- [Tarefas do exercício]
1. Edite o trecho do texto sobre o funcionamento do DIP de "O processo normalmente" a "mesmos sistemas jurídicos.", trocando "comércio privado internacional" por "tráfego jurídico internacional".
2. Segundo o texto sobre o funcionamento do DIP, que nome recebem as normas secundárias ou indirectas que o integram?

- [Texto extraído]
1.5. Modo de funcionamento do DIP.:

Ao contrário dos outros ramos de direito que são integrados por normas materiais, o DIP é integrado por normas secundárias ou indirectas (normas instrumentais) denominadas «regras de conflitos».

Regras de conflitos: propõem-se a resolver um problema de concurso entre preceitos jurídico-materiais procedentes de diversos sistemas de direito e realizam esta função remetendo para um determinado ordenamento jurídico designado competente por um determinado elemento operativo e será este o ordenamento jurídico competente que solucionará em termos materiais aquele litígio. Logo, há aqui um processo indirecto de remissão.

O processo normalmente adoptado pelo DIP para regular as relações jurídicas do comércio privado internacional é o processo próprio do Direito de Conflitos, ou seja, ao invés de regular directa ou materialmente a relação, adopta um processo indirecto de remissão que consiste em determinar a lei ou as leis que hão de reger a relação jurídica «sub judice». Por isso é que se diz que o DIP é integrado por normas secundárias ou indirectas.


Direito de Conflitos

Localização no tempo (Direito Intertemporal)

Localização no espaço (DIP.)

Direitos de conexão: a conexão dos factos com os sistemas jurídicos é que constitui o dado determinante (facto operativo ou facto jurídico) básico de aplicabilidade dos mesmos sistemas jurídicos.

- [Dados fornecidos]
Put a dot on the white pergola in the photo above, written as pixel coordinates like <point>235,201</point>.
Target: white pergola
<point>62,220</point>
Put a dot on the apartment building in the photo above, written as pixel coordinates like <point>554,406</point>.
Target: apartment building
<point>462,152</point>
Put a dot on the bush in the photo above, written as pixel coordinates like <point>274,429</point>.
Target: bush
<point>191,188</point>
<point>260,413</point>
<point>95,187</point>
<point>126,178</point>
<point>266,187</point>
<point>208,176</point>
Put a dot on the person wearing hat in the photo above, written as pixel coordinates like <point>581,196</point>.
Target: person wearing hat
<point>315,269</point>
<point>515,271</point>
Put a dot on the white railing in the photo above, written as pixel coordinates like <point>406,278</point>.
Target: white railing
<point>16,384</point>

...

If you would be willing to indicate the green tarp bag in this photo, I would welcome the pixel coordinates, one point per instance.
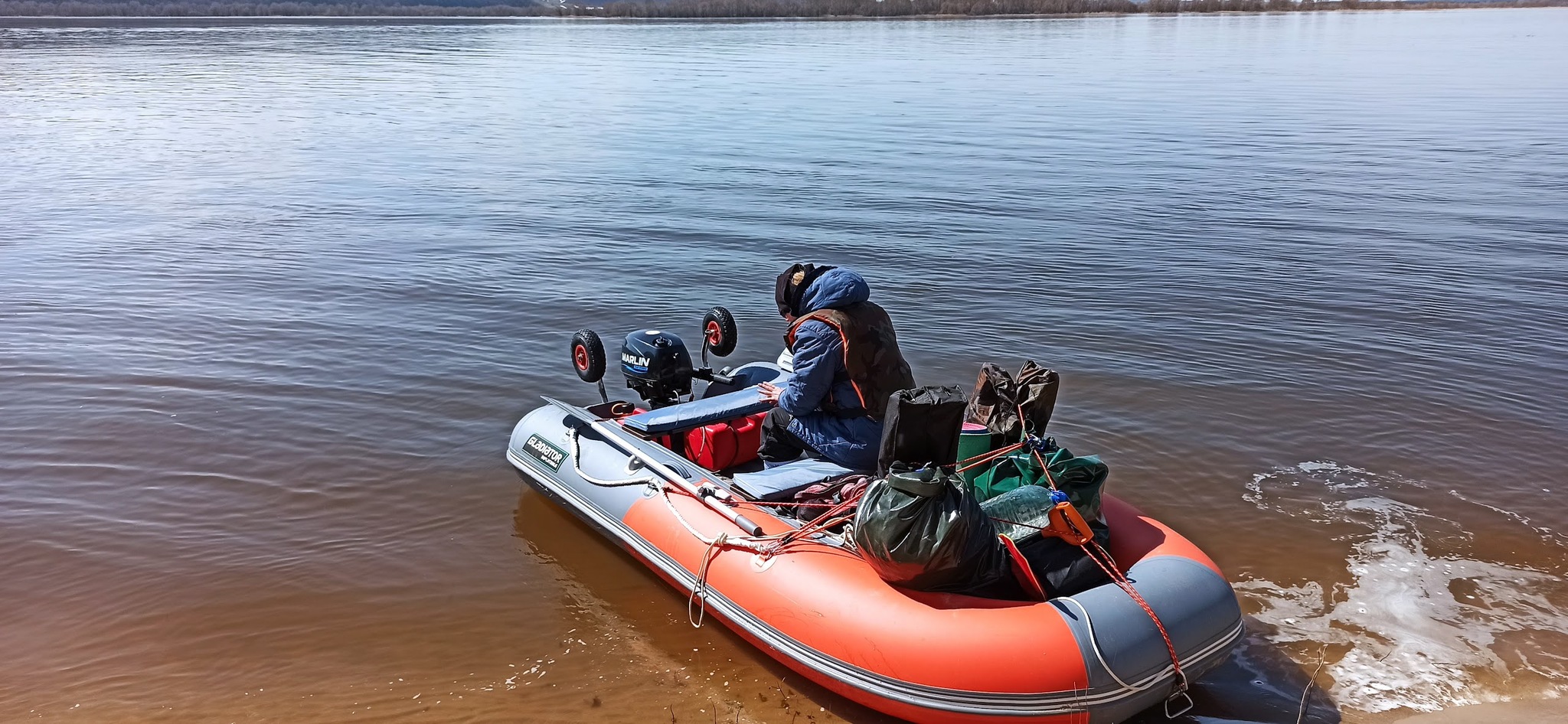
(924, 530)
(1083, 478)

- [Resultados do exercício]
1.
O processo normalmente adoptado pelo DIP para regular as relações jurídicas do tráfego jurídico internacional é o processo próprio do Direito de Conflitos, ou seja, ao invés de regular directa ou materialmente a relação, adopta um processo indirecto de remissão que consiste em determinar a lei ou as leis que hão de reger a relação jurídica «sub judice». Por isso é que se diz que o DIP é integrado por normas secundárias ou indirectas.


Direito de Conflitos

Localização no tempo (Direito Intertemporal)

Localização no espaço (DIP.)

Direitos de conexão: a conexão dos factos com os sistemas jurídicos é que constitui o dado determinante (facto operativo ou facto jurídico) básico de aplicabilidade dos mesmos sistemas jurídicos.

2. Recebem o nome de «regras de conflitos».